Stored data:
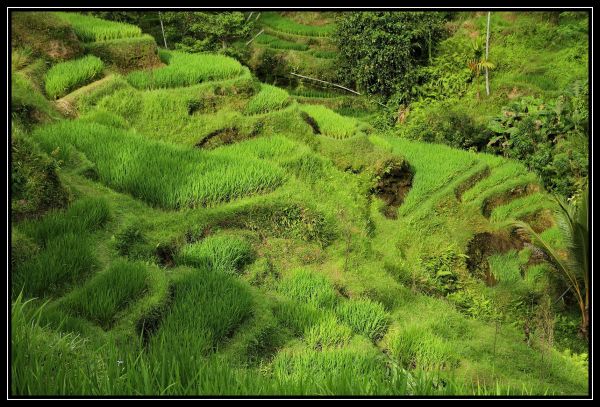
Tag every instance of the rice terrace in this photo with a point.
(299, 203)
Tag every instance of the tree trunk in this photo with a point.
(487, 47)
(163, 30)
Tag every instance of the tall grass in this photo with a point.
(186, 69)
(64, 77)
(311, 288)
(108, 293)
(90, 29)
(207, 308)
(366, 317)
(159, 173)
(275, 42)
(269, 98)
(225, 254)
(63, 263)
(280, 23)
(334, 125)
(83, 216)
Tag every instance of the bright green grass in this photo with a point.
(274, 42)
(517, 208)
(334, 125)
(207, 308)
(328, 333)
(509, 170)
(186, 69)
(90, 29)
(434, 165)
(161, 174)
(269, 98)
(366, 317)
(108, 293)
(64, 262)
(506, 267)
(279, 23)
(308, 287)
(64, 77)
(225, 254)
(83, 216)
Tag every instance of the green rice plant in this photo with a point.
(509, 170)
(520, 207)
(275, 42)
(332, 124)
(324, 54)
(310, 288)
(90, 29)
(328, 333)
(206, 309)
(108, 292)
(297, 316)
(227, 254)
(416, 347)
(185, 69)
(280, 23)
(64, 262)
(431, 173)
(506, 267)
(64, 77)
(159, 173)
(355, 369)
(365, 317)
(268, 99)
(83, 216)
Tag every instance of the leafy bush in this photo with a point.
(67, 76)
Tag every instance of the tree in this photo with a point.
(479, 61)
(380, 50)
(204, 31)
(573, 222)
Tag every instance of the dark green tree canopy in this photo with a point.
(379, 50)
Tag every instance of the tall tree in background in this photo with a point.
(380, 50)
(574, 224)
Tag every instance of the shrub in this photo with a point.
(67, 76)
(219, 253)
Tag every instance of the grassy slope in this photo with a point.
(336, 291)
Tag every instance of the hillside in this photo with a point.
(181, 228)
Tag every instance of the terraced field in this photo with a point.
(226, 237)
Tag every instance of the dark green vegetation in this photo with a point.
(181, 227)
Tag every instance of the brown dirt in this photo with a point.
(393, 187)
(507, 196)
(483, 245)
---
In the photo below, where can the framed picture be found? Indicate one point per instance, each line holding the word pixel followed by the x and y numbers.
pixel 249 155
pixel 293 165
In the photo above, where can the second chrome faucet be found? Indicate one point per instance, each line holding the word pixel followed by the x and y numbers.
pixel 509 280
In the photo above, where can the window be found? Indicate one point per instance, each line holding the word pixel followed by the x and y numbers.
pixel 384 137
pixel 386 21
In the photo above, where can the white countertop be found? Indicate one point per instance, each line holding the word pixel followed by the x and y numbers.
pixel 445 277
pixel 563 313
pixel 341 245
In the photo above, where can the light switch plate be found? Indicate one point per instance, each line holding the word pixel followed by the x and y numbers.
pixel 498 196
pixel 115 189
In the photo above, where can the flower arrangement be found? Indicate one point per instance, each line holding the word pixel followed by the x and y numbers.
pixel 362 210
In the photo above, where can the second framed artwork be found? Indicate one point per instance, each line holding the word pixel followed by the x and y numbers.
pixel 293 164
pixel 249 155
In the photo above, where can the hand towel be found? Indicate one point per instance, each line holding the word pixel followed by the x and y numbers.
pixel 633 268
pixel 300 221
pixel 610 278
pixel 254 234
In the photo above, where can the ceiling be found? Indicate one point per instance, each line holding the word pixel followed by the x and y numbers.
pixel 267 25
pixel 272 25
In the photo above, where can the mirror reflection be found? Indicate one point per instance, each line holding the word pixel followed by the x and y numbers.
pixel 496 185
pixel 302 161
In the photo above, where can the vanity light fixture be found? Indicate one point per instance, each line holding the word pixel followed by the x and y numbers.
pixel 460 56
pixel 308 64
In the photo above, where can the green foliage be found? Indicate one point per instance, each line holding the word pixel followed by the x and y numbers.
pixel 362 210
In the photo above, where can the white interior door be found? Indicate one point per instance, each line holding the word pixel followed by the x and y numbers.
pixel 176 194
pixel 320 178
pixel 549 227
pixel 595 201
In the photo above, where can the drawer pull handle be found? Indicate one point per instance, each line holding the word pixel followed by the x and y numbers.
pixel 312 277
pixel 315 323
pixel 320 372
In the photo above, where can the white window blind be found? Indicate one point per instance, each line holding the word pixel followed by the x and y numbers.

Brief: Copy out, word for word, everything from the line containing "In the photo above, where can the ceiling" down to the line containing "In the photo above, where can the white window", with both of those lines included.

Right answer:
In the photo above, where can the ceiling be found? Indicate one point per instance, each line holding the word pixel followed by the x and y numbers.
pixel 267 25
pixel 272 25
In the photo above, where can the mirror reflection be found? Indicate one point per instance, each line holding the word pixel followed by the x and y numbers.
pixel 496 185
pixel 302 161
In the photo above, where can the vanity light fixture be found? Indicate one point per instance, each line holding the word pixel followed by the x and y numbers.
pixel 460 56
pixel 308 64
In the photo above, where can the green foliage be found? Indicate one point per instance, each line holding the word pixel followed by the x and y numbers.
pixel 362 210
In the photo above, where can the white interior door be found? Indicate one point per instance, each line holding the word pixel followed by the x and y numbers.
pixel 176 194
pixel 320 178
pixel 549 227
pixel 595 201
In the photo above, where can the drawer pull handle be found? Indicate one point per instance, each line holding the word pixel followed by the x and y numbers.
pixel 312 277
pixel 315 323
pixel 320 372
In the photo above, where can the white window blind be found? Indicate one point per instance, each line holding the word pixel followed by the x and y numbers.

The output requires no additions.